**PASSAGE GIVEN**
_____
Notes on validome test suite / validators comparison

Hello,

While the W3C validator has its own (limited, admittedly) test suite,  
it is often useful to test it against some other collections of test  
documents. One such collection is the "test suite" for validome  
(another excellent (X)html validator) which I use now and then.

http://www.validome.org/lang/en/errors/ALL

Unfortunately, this "test suite" has a number of serious shortcomings:
- some tests are actually wrong
- most of the tests are missing references to the spec, making some  
arguable tests hard to justify
- the test results / validators comparison page (linked above) has  
validome "pass" all the tests, compared to other validators  
(including W3C's) failing a large number of tests. This tickles my  
sense of humor to no end...

While using the results of a test suite for marketing purposes may be  
fair game, it is not, however, acceptable when 1) the test suite is  
tweaked to show only the test one's product passes 2) expected test  
results are not justified 3) some of the "pass"es are very dubious  
and 4) the test results are outdated and/or show other tools failing,  
when their current version passes, sometimes better than the  
purportedly perfect one.

That is not to say that I consider the test suite useless or  
dishonest. But it gets close to it unless the tests get justified  
with authoritative references, test results properly dated and tested  
versions mentioned, and obvious bias avoided. In this perspective,  
here are the notes I took while checking the current and dev versions  
of the markup validator. I strongly suggest that the validators  
comparison page and associated tests be updated, fixed, and clarified  
according to these notes. If the validome team cannot keep an up to  
date table of the test results, then this page should be replaced  
with a list of the test cases, but not make false claims about other  
tools.



* http://www.validome.org/out/ena1004
Validome yields a fatal error here, claiming that the document is not  
valid.
This is actually incorrect, the document is valid XML as far as I can  
tell.
W3C Markup validator passes it as valid XML.

* http://www.validome.org/out/ena1005
The comparison page is incorrect. The W3C Markup validator reports  
the error.

* http://www.validome.org/out/ena1007
The comparison page is incorrect. The W3C Markup validator reports  
the error.
Validome also considers the typo in the XML decl as a fatal error,  
while the W3C Markup Validator shows the offending markup and  
proceeds to check the document.

* http://www.validome.org/out/ena1011
<?xml version="1.0" encoding="#"?>
Syntax of encoding in XML decl is bogus.
The comparison page is incorrect. The W3C Markup validator reports  
the error.
_____
**GIVEN MATERIAL**
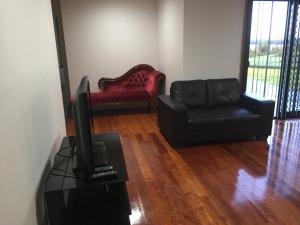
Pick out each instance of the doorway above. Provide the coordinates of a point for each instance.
(271, 61)
(266, 48)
_____
**AIM 1**
Reproduce the validator notes from "This is actually" to "check the document.", inclusive.
**AIM 2**
Answer these questions from the validator notes:
(a) What are most of the tests in the validome suite missing?
(b) In test ena1007, what does the W3C Markup Validator do with the typo in the XML declaration?
(c) What is bogus in the XML declaration of test ena1011?

**WRITTEN ANSWER 1**
This is actually incorrect, the document is valid XML as far as I can  
tell.
W3C Markup validator passes it as valid XML.

* http://www.validome.org/out/ena1005
The comparison page is incorrect. The W3C Markup validator reports  
the error.

* http://www.validome.org/out/ena1007
The comparison page is incorrect. The W3C Markup validator reports  
the error.
Validome also considers the typo in the XML decl as a fatal error,  
while the W3C Markup Validator shows the offending markup and  
proceeds to check the document.

**WRITTEN ANSWER 2**
(a) References to the spec.
(b) It shows the offending markup and proceeds to check the document.
(c) The syntax of the encoding.